What is expected: Be exact. Print each record as it stands.

Entries supplied:
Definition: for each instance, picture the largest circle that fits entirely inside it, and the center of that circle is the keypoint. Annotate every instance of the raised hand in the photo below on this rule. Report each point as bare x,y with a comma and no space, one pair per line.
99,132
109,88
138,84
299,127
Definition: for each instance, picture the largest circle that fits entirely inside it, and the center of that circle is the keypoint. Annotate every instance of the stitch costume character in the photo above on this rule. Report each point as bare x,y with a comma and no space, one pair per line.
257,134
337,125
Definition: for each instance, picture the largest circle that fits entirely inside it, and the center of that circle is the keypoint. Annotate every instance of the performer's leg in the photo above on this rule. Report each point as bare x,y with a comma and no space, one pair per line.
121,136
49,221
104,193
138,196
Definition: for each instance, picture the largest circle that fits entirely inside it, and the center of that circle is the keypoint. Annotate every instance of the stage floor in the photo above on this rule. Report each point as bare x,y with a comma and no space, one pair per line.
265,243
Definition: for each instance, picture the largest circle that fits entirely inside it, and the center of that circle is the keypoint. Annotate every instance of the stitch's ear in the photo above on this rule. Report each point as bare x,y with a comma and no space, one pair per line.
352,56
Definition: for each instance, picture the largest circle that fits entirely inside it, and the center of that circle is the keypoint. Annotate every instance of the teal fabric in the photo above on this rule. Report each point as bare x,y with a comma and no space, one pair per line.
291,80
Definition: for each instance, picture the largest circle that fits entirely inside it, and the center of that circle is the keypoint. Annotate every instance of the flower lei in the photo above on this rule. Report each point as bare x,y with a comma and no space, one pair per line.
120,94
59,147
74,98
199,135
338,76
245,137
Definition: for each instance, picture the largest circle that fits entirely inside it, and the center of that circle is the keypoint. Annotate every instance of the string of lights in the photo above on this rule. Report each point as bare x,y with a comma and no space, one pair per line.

Task solution:
Definition: for each instance, picture the largest circle that fits entirely inside it, and the center of that circle is the keypoint. Annotate every instance of the raised hand in the photo below on this rule. Report each point as bare x,y with a comma and no space, one pair per line.
99,132
109,88
138,84
299,127
Definition: for each instance, picture the largest circle that fits entirely inside it, and the center of that circle is the keypoint. Annotate every instance of the stitch costume character in the photo above on this rule. Report each point as bare x,y with a comma and no space, one pair per line.
257,134
337,125
Definition: for each instance, picture the largest circle that fits entirely inside it, and the center of that circle is the keypoint. Annotate every instance of the performer's leg in the photo above on this rule. Report each point as bare x,y with a comma and no space, one pair per line.
121,136
49,221
104,193
138,196
Definition: for each instance, picture the largest circle that fits entirely inside it, and the center of that circle is the keypoint. Annotate every instance of the stage floor in the photo above on this rule. Report each point as bare x,y with a comma and no space, one pair per line.
265,243
Definition: for each instance, picture the largest circle that fits entirely inside it, and the center of that circle is the keypoint. Annotate every instance of the stitch's ear in the photo above on this rule. Report each point as bare x,y with a comma and no space, one pair per line.
352,56
Definition: for each instance, picture the largest circle that fits entirely inside it, and the center of that circle is the keypoint. Annotate every instance of the teal fabric in the photo above on this rule. Report each point as bare x,y with a comma and no space, one pair per line.
291,80
Definition: for each instance, picture the largest circle that fits entirely inside it, and the center of that circle is the keypoint. Annotate every instance of the flower lei in the photo above on this rule. Report each point as bare x,y with a comma and no space, one pair per line.
120,94
59,147
74,98
199,135
338,76
245,137
Definition: for each instance, picture the largest circle that fits entirely inside it, and the center of that circle is the keypoint. Annotate every instance of the string of lights in the photo above on this rule. Report each point as bare x,y with a comma and no space, one pair per line.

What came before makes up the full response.